====== Records for processing ======

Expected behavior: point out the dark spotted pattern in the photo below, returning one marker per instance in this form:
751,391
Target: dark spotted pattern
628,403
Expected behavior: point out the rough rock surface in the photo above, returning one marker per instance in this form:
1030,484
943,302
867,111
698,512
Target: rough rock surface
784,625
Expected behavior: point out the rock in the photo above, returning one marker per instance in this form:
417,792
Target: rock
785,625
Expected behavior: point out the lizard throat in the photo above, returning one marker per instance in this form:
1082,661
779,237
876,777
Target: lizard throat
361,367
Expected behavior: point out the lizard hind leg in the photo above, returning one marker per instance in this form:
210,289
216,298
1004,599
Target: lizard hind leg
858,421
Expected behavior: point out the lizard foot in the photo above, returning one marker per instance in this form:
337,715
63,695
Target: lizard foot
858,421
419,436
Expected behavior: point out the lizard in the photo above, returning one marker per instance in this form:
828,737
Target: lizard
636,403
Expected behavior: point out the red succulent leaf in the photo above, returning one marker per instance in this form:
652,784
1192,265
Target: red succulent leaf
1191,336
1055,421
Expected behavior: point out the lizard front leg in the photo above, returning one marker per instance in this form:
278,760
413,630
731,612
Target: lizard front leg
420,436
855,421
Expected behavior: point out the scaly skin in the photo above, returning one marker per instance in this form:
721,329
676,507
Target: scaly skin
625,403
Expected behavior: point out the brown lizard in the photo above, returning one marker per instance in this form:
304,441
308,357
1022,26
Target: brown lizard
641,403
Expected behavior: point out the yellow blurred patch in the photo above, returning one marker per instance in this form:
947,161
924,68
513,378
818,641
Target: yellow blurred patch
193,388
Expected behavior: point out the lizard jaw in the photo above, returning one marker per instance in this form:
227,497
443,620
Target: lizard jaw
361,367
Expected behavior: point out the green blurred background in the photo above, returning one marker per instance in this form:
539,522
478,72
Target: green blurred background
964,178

======

Rewrite the listing above, replacing "marker" with "coordinate pair" everywhere and leaving everything else unchanged.

Expected behavior: point out the dark spotted pattern in the photo below, returning one coordinate pair per instance in this form:
751,391
Target: dark spotted pattern
628,403
Expected behavior: point out the rough rock surface in the photo above, returning one coordinate pair per instance in this form:
1030,484
943,302
867,111
698,512
Target: rough rock surface
784,625
Expected behavior: point out the rock in the photo above, returning one coordinate pair per instance in this form:
417,792
Target: rock
785,625
Expected behavior: point out the lizard throat in the photo above, returning one coordinate pair per instance in this form:
1082,661
779,237
876,777
Target: lizard throat
361,367
Expected behavior: point out the lizard hind leg in the photo above, returning one coordinate pair per instance in this form:
210,289
216,298
1004,599
Target: lizard hind leg
858,421
Expected behavior: point out the lizard foot in the photo above, returning one coordinate pair per instance in this form:
337,715
63,695
Target: lizard foot
858,421
419,436
Expected behavior: point out the lizard in the photo above, returning one coordinate pair per instance in this form:
828,737
Target: lizard
636,403
Expected behavior: point out the red succulent leaf in the photo above, returning one coordinate pair per instance in this form:
652,784
1192,265
Target: red succulent leaf
1191,336
1055,421
Expected behavior: point out the lizard front leg in the photo above, returning one coordinate pair per instance in this form:
278,760
413,630
731,612
Target: lizard front leg
420,436
855,421
Expected behavior: point out the scaly skin in the photo above, returning one coordinate pair per instance in this form:
721,329
676,507
Target: scaly skin
625,403
Expected behavior: point out the brown lizard in the photo above, returning one coordinate pair per instance in this form:
304,441
308,357
1022,26
Target: brown lizard
641,403
Expected behavior: point out the yellow blurred patch in the photo above, returning one coordinate pair per instance in this form:
947,161
924,68
513,378
818,641
Target: yellow blurred patch
193,388
Expected behavior: point out the lizard jaw in the photo above, returning one coordinate pair per instance in this form:
227,497
443,620
Target: lizard jaw
361,367
Expected behavior: point out the green blurred background in the photo above, returning one coordinate pair per instance in this form:
539,522
478,72
Target: green blurred background
964,178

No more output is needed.